TEXT SECTION:
/---

Advertisement

Housing Affordability Rises Outside L.A., Orange County

Share
TIMES STAFF WRITER

Thanks to falling housing prices, the ability of prospective home buyers to afford a home in California is improving again. Housing affordability in October rose for the third consecutive month as buyers continued to shift away from homes in pricey urban areas toward more affordable outlying communities, the California Assn. of Realtors said Tuesday.

Statewide, 19% of families could afford to buy the median priced home, which sold for $193,557 in October, compared to 18% in September and 17% in August, the realtors group said. A year ago, 21% of California households could afford the median priced home.

Buyers found little relief in fast-growing urban areas such as Los Angeles and Orange County, however. The median price of a Los Angeles home rose slightly in October to $222,842 from $221,954, while the median Orange County price rose to $253,034 from $250,885.

Advertisement

Assuming a 20% down payment, Angelenos would have to earn $73,675 annually to buy a home, and Orange County residents would need to earn $83,657. Although these qualifying incomes were also up slightly from month-ago levels, the affordability rate remained constant at 14% in both counties, the real estate group said.

However, realtors said the Los Angeles and Orange County figures do not reflect a steep slowdown in salability of high-priced homes.

“In price ranges of $250,000 and above, there has been a real slippage of 10% to 12% from where prices were in March or April of this year,” said Chuck Lamb, senior partner at the Century 21-Lamb Group in Northridge. “The balloon just burst.”

There is a lag between the time that the real estate market ebbs and when housing prices begin to show a decline because sellers are reluctant to lower prices, according to real estate experts.

\---

AIM: Continue the article above on California housing affordability, starting right after its final sentence.

AVAILABLE DATA:
/---

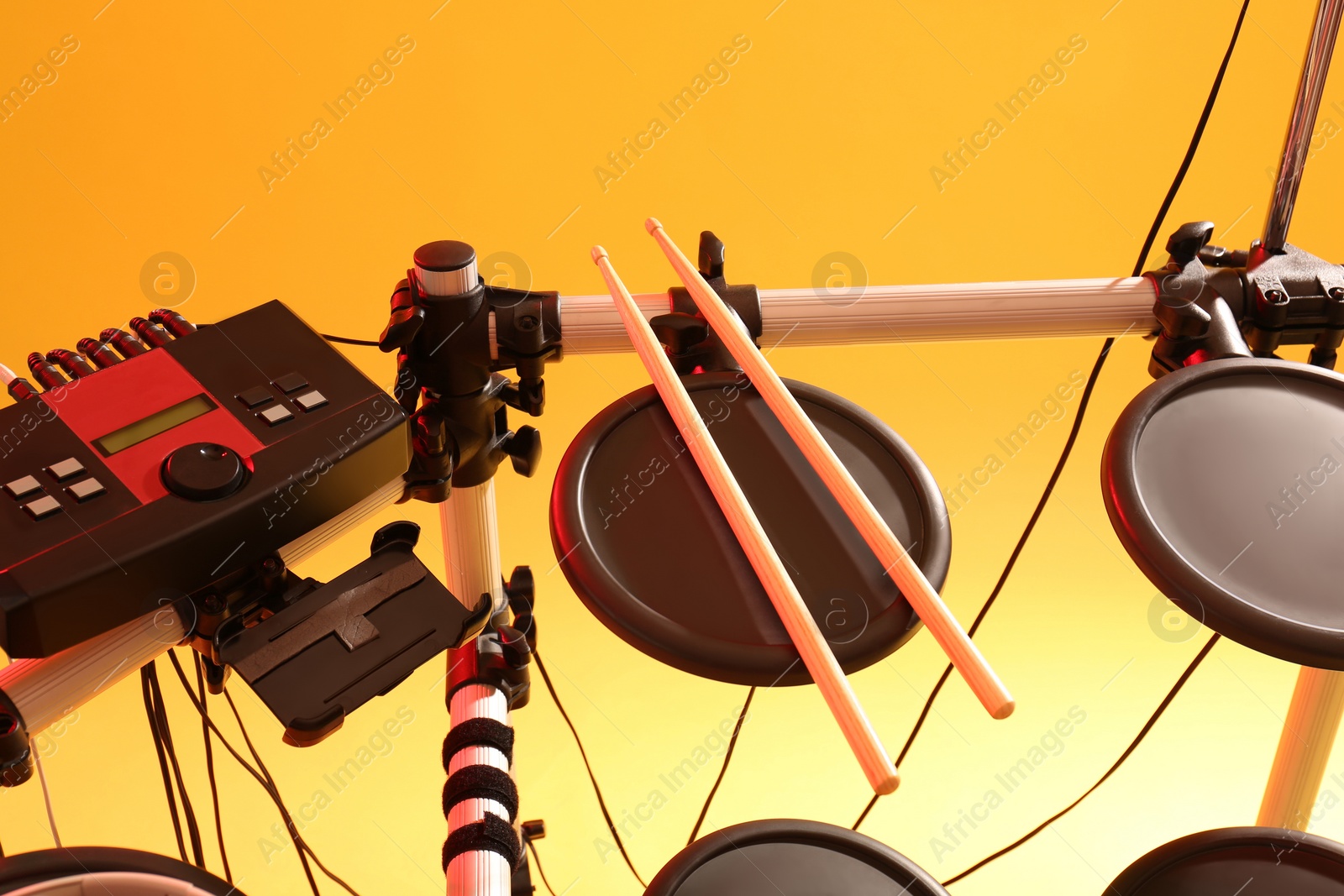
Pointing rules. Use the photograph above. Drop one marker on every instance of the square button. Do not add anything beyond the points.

\---

ANSWER BELOW:
“Sellers’ expectations tend to lag the market by three to six months,” said Leslie Appleton-Young, vice president of research and economics for the California Assn. of Realtors. “If people want to move and have to move, they have to price realistically to the current market. But because a significant number of people who sell don’t have to move, they just take their houses off the market when they don’t get their price. That makes prices real sticky on the way down.”

But the biggest factor in the rising affordability rates is the trend to buy in outlying areas, real estate experts said.

Advertisement

“A huge amount of the population will be housed farther and farther out of the city,” said Jim Wilson, an analyst with Montgomery Securities in San Francisco. “That will make it look like the average price is falling, while the prices will actually be flat in many areas.”

But Wilson still expects housing prices to drop another 5% to 10% on average during 1990.

Realtors and analysts are still divided on whether the rising affordability will spur a rebound in the currently lackluster housing market, however. Sales volume is down steeply from year-ago levels, realtors said.

Lamb believes that the market will improve in January, the traditional end of seasonal slowdowns. But Appleton-Young said that will depend on what happens with the overall economy.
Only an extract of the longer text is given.